▶ _What the task asks_
Begin at the line below that has "If you could pin the red" and stop after the line that has "column 401, row 589". Write those lines out again, renaming "asphalt road" to "paved street" and leaving everything else as it is.

— START OF Source records —

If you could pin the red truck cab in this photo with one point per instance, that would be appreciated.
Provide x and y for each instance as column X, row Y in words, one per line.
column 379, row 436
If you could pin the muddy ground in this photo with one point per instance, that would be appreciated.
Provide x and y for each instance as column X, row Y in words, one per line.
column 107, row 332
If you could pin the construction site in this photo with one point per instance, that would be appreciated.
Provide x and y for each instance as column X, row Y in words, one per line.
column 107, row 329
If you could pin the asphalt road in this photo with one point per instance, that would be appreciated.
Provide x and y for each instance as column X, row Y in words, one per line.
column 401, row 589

— END OF Source records —
— START OF Source records —

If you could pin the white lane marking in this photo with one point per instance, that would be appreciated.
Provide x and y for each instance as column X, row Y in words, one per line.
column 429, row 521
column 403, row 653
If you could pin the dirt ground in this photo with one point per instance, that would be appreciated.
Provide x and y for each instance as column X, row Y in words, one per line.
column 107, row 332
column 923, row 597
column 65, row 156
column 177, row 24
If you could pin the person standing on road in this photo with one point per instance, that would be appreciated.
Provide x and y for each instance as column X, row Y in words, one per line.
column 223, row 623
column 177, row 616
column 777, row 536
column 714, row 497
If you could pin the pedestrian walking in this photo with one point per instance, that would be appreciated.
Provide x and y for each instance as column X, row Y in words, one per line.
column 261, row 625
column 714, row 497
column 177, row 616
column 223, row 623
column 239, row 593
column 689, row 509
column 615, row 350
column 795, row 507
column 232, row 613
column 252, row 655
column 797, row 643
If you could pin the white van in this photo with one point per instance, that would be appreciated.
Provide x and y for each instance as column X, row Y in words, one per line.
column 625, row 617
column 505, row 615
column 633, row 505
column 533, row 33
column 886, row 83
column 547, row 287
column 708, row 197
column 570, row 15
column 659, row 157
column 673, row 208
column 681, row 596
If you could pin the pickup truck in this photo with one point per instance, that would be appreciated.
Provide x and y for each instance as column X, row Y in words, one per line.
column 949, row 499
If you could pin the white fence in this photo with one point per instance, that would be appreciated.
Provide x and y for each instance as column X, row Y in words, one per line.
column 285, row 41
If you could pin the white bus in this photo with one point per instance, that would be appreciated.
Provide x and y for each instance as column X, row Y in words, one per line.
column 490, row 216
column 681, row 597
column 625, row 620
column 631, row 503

— END OF Source records —

▶ _Written answer_
If you could pin the red truck cab in this photo with one point per instance, that would be appreciated.
Provide x and y for each instance as column X, row Y in words, one per line.
column 379, row 436
If you could pin the muddy ground in this photo with one point per instance, that would be appreciated.
Provide x and y for each instance as column X, row Y in words, one per line.
column 107, row 332
If you could pin the construction site in this photo with one point per instance, that would be appreciated.
Provide x and y for each instance as column X, row Y in words, one per line.
column 107, row 329
If you could pin the paved street in this photo with one point per instance, that would be appreciated.
Provide x and y for each instance as column X, row Y in words, one per line.
column 401, row 589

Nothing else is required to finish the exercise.